● **LA TAREA**
Copia de nuevo las líneas, empezando por la que contiene "q=white sectional sofa" y siguiendo hasta la que contiene "[231,24,235,56]", ambas incluidas. Cambia "ottoman" por "pouf" y deja todo lo demás igual.

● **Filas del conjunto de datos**
>>

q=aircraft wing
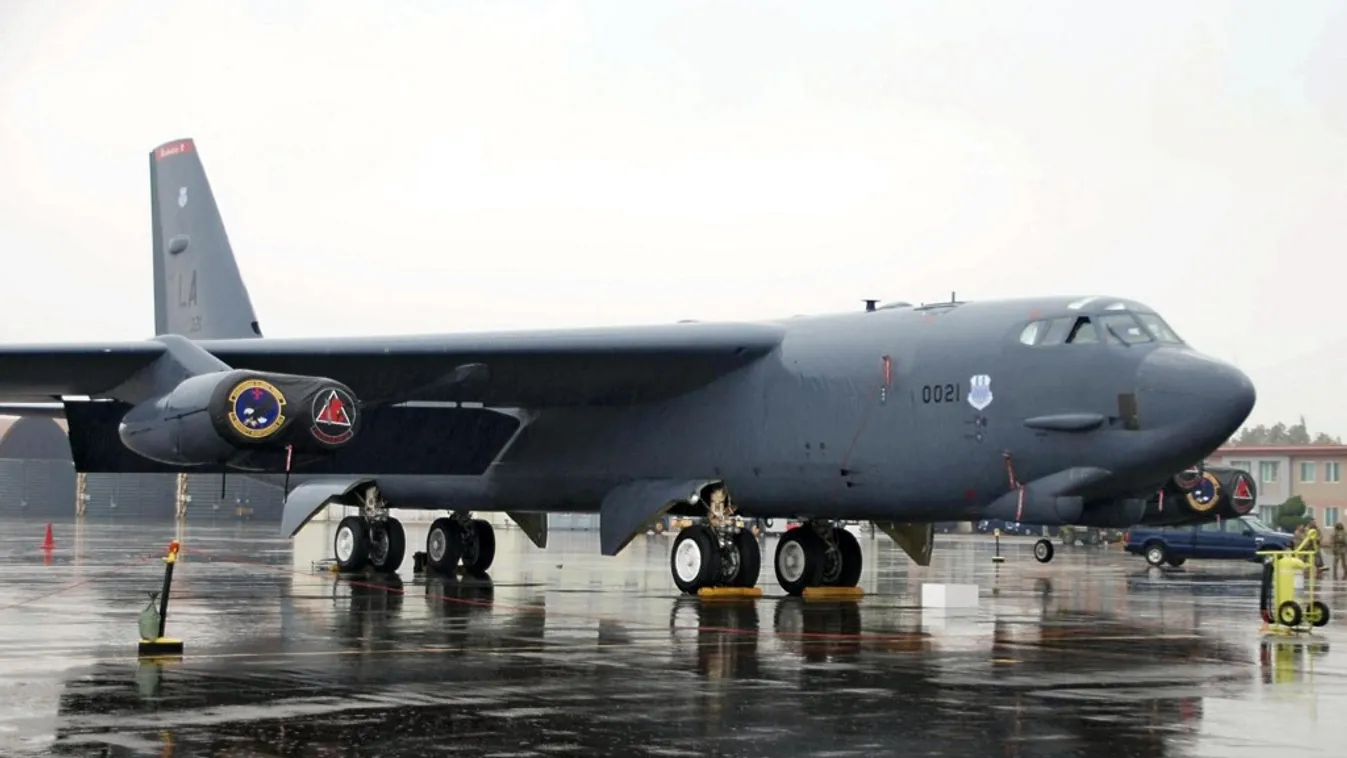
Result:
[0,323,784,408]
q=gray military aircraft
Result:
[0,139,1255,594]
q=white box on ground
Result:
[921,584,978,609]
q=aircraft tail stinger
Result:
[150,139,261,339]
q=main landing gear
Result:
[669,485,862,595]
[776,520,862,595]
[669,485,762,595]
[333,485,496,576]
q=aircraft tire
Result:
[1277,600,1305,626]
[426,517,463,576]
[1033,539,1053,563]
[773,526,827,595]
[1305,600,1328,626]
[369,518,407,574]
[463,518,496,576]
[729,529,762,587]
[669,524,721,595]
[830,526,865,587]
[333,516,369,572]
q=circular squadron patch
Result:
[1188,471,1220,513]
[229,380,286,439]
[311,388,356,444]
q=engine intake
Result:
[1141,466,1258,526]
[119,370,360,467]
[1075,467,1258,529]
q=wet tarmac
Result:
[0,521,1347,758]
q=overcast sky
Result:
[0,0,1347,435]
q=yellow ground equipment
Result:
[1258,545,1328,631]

<<
>>

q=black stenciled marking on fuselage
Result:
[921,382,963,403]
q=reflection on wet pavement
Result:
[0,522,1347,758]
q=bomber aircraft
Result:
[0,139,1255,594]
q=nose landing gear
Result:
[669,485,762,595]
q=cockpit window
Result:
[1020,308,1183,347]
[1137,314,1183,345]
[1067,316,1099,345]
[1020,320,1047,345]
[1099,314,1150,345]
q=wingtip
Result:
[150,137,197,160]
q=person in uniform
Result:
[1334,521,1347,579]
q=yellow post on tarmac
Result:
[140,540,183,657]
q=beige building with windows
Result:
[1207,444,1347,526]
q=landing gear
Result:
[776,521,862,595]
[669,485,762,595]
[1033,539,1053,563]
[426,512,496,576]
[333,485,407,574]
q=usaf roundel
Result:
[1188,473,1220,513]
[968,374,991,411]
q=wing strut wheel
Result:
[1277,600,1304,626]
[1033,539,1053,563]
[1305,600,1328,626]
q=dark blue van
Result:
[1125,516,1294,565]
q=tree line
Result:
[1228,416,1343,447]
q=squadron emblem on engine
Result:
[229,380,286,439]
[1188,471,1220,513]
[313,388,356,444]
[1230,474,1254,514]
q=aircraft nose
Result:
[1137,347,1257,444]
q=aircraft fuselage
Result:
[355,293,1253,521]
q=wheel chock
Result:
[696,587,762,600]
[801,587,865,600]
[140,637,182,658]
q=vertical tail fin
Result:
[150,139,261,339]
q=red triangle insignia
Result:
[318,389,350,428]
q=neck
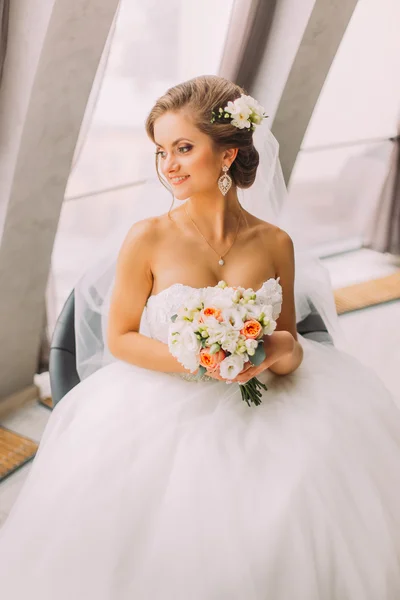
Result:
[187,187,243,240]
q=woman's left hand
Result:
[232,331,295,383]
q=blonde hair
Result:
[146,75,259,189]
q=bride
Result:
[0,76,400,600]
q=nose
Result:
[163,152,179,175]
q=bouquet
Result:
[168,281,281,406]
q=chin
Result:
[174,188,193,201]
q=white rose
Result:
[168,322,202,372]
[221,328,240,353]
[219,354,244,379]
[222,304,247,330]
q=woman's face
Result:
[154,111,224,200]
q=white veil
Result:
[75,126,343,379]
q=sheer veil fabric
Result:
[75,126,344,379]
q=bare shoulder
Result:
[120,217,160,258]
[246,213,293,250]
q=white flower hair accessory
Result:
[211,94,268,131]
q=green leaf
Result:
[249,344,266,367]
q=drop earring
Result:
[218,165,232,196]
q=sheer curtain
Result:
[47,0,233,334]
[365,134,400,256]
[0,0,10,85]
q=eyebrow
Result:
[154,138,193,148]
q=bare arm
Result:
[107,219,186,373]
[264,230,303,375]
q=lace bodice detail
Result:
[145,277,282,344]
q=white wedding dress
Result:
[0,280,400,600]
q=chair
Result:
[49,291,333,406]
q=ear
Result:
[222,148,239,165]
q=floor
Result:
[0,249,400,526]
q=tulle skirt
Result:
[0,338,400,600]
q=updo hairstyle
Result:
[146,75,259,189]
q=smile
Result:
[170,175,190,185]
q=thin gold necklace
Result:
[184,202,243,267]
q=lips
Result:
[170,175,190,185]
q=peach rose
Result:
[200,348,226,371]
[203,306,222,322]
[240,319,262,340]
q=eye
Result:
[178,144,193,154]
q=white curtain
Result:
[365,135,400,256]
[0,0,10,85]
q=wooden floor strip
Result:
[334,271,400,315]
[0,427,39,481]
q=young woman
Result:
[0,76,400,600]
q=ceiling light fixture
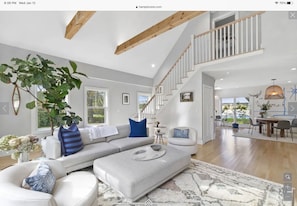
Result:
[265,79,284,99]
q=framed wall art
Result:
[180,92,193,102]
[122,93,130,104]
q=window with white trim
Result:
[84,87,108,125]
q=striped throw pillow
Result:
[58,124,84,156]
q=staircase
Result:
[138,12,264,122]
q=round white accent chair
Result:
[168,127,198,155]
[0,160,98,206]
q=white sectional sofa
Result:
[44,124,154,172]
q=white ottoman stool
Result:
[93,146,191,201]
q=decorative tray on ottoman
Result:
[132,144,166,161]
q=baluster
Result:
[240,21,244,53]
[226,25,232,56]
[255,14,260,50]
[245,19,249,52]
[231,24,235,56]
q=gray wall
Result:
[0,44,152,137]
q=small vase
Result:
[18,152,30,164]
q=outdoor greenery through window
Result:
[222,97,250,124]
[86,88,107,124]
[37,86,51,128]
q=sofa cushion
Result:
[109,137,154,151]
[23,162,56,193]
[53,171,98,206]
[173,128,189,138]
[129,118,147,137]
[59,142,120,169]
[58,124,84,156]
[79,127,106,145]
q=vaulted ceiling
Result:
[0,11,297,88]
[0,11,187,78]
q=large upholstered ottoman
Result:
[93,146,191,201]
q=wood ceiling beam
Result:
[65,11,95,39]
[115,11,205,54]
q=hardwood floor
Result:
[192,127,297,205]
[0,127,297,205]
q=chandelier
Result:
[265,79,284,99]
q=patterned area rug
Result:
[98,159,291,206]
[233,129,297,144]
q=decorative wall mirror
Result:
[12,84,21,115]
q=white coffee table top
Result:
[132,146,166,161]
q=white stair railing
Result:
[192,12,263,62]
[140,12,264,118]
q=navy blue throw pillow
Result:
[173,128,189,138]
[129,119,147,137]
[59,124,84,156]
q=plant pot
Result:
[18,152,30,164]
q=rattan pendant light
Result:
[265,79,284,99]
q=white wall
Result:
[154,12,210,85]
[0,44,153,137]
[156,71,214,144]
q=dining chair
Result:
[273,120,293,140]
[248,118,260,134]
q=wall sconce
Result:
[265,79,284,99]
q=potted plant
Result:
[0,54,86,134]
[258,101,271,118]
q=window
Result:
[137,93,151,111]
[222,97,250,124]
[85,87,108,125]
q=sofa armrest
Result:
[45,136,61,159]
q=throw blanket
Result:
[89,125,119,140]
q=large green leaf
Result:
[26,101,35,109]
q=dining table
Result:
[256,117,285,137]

<<

● **RESULTADO**
q=white sectional sofa
Result:
[44,124,154,172]
q=white pouf stool
Result:
[93,146,191,201]
q=decorative tray on pouf
Result:
[132,144,166,161]
q=baluster
Result:
[240,21,244,53]
[226,25,232,56]
[255,14,260,50]
[245,19,249,52]
[231,24,235,56]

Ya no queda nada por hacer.